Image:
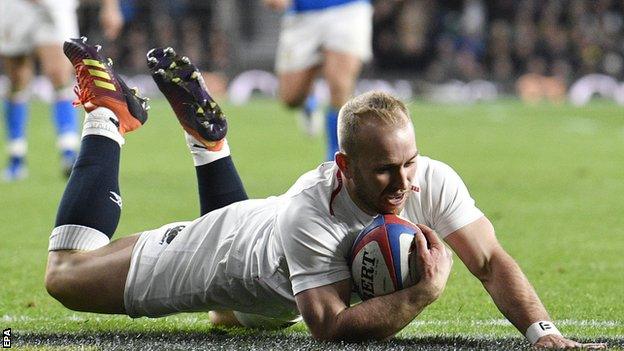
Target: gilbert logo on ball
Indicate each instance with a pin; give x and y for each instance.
(383, 259)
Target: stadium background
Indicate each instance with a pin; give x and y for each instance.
(546, 167)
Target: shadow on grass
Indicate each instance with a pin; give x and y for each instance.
(239, 339)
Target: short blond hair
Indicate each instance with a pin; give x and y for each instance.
(374, 107)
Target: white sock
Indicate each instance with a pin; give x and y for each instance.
(100, 122)
(76, 237)
(201, 155)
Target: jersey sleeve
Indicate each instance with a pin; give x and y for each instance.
(315, 253)
(452, 206)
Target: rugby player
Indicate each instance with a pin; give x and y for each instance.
(266, 263)
(32, 30)
(331, 37)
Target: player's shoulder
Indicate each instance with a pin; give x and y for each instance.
(433, 174)
(310, 194)
(429, 166)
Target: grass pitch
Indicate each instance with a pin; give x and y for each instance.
(549, 177)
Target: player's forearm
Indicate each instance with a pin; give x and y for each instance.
(512, 293)
(380, 317)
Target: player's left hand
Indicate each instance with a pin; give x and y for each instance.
(554, 341)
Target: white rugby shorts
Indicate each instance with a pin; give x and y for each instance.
(346, 29)
(26, 25)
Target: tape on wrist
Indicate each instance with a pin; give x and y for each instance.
(539, 329)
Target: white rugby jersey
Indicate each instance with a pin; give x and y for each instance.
(254, 256)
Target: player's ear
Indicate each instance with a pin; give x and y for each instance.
(343, 162)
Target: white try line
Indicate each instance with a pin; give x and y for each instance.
(193, 319)
(503, 322)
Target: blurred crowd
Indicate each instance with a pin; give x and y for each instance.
(497, 40)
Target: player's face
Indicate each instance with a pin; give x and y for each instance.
(384, 169)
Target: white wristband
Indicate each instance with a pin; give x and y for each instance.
(539, 329)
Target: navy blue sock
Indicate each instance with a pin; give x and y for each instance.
(91, 197)
(219, 185)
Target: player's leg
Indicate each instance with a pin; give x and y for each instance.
(85, 272)
(59, 24)
(59, 72)
(19, 70)
(341, 71)
(204, 125)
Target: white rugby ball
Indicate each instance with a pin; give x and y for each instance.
(383, 257)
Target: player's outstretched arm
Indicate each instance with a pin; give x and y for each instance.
(477, 246)
(327, 313)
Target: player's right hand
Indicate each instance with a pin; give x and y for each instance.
(434, 261)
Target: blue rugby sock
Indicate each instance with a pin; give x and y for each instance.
(219, 185)
(16, 114)
(92, 198)
(331, 125)
(64, 115)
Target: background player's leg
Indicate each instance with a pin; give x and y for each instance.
(84, 272)
(294, 87)
(205, 127)
(59, 71)
(341, 71)
(20, 72)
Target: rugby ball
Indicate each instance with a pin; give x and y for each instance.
(383, 258)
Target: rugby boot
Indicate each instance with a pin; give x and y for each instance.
(183, 86)
(99, 86)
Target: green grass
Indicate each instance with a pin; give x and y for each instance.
(551, 179)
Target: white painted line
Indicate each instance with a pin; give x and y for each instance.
(194, 319)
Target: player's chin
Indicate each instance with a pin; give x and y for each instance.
(392, 205)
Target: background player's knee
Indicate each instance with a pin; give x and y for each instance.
(291, 98)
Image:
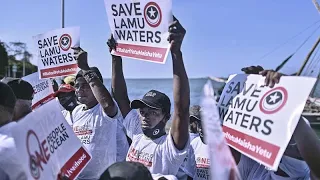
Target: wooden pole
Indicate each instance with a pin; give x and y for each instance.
(308, 57)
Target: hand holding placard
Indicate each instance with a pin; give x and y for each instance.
(82, 58)
(272, 77)
(176, 35)
(112, 43)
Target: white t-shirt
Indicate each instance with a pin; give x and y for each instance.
(160, 155)
(66, 114)
(193, 136)
(251, 170)
(122, 141)
(9, 163)
(181, 175)
(198, 164)
(97, 132)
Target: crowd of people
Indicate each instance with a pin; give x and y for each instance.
(127, 139)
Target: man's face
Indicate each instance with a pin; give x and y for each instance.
(83, 91)
(150, 117)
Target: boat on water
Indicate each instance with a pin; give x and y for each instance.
(311, 110)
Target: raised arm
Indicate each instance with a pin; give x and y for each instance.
(309, 146)
(118, 84)
(181, 89)
(100, 92)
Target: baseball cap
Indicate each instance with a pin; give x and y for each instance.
(64, 88)
(195, 112)
(126, 171)
(153, 99)
(22, 89)
(94, 69)
(7, 97)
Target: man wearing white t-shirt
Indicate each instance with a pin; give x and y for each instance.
(198, 163)
(68, 101)
(194, 133)
(95, 120)
(161, 153)
(10, 167)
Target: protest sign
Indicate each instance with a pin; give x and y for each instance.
(140, 28)
(259, 121)
(47, 145)
(222, 164)
(43, 90)
(55, 56)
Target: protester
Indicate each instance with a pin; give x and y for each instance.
(127, 171)
(68, 100)
(55, 85)
(194, 133)
(24, 94)
(10, 168)
(159, 152)
(95, 120)
(194, 122)
(198, 164)
(289, 167)
(69, 80)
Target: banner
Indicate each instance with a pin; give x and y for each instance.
(140, 28)
(55, 56)
(43, 90)
(46, 144)
(259, 121)
(222, 164)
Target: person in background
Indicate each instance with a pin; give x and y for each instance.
(198, 163)
(161, 153)
(127, 171)
(24, 95)
(194, 133)
(55, 85)
(291, 166)
(95, 119)
(10, 167)
(68, 100)
(69, 80)
(194, 122)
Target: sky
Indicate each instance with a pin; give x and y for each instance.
(222, 36)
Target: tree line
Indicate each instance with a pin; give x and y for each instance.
(15, 53)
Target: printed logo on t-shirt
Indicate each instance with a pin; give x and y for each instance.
(140, 156)
(203, 167)
(84, 133)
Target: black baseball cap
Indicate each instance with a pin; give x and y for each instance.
(7, 97)
(126, 171)
(195, 112)
(94, 69)
(153, 99)
(22, 89)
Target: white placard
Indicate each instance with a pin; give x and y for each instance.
(259, 121)
(140, 28)
(54, 53)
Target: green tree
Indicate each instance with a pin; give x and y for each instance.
(20, 56)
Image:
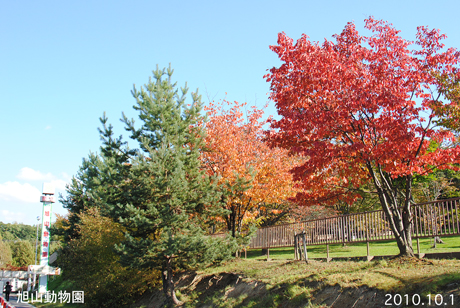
- - - - - - -
▶ **Aim of the task**:
Report every line of the items above that contains the word "placard", treating uppercase and lowercase letters as different.

▶ **The response**:
Target: hand holding placard
Target: white placard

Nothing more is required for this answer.